WORK INSTRUCTION: All of the entries must be reproduced exactly, with no images carried over.

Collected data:
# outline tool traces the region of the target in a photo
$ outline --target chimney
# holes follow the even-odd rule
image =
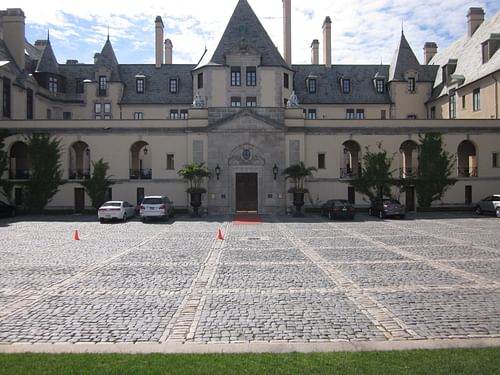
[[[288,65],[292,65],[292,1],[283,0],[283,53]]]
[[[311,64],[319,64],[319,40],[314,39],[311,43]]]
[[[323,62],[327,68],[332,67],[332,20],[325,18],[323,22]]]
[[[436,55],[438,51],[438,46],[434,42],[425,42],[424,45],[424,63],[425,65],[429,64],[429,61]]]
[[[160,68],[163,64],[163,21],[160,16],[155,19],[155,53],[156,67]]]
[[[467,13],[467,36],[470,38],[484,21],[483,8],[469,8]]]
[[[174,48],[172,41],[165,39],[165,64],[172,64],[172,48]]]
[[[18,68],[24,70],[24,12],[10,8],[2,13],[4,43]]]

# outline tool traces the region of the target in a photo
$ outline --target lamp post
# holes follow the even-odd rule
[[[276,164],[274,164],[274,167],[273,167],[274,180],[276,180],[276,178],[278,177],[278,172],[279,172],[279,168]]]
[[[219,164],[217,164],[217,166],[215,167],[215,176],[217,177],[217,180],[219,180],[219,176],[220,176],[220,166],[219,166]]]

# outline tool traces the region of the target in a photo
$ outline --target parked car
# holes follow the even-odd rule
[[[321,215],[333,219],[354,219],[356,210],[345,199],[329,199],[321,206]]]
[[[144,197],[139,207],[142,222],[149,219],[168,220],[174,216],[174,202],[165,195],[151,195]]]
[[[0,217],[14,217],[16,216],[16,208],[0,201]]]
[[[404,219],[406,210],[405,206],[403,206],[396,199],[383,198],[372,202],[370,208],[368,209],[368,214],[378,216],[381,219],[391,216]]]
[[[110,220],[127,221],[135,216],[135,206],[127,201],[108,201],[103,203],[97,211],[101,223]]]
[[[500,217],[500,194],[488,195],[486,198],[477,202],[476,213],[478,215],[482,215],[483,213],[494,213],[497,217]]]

EXERCISE ANSWER:
# outline tool traces the region of the target in a photo
$ outline --target chimney
# holes follow the even-odd rule
image =
[[[288,65],[292,65],[292,1],[283,0],[283,53]]]
[[[311,64],[319,64],[319,40],[314,39],[311,43]]]
[[[323,62],[327,68],[332,67],[332,20],[325,18],[323,22]]]
[[[436,55],[438,51],[438,46],[434,42],[425,42],[424,45],[424,63],[425,65],[429,64],[429,61]]]
[[[160,68],[163,64],[163,21],[160,16],[155,19],[155,53],[156,67]]]
[[[467,13],[467,36],[470,38],[484,21],[483,8],[469,8]]]
[[[174,48],[172,41],[165,39],[165,64],[172,64],[172,48]]]
[[[18,68],[24,70],[24,12],[10,8],[2,13],[4,43]]]

# outline tool traces the region of the target in a photo
$ outline --target lamp post
# holes follow the even-odd rule
[[[276,164],[274,164],[274,167],[273,167],[274,180],[276,180],[276,178],[278,177],[278,172],[279,172],[279,168]]]
[[[219,164],[217,164],[217,166],[215,167],[215,176],[217,177],[217,180],[219,180],[219,176],[220,176],[220,166],[219,166]]]

# outline tool traces the region of the target in a photo
$ outline --target parked car
# holes follow the even-odd rule
[[[321,215],[333,219],[354,219],[356,210],[345,199],[329,199],[321,206]]]
[[[144,197],[139,207],[142,222],[149,219],[168,220],[174,216],[174,202],[165,195],[151,195]]]
[[[0,217],[14,217],[16,216],[16,208],[0,201]]]
[[[404,219],[406,210],[405,206],[403,206],[396,199],[383,198],[372,202],[370,208],[368,209],[368,214],[378,216],[381,219],[391,216]]]
[[[110,220],[127,221],[135,216],[135,206],[127,201],[108,201],[103,203],[97,211],[101,223]]]
[[[500,217],[500,194],[488,195],[486,198],[477,202],[476,213],[478,215],[482,215],[483,213],[494,213],[497,217]]]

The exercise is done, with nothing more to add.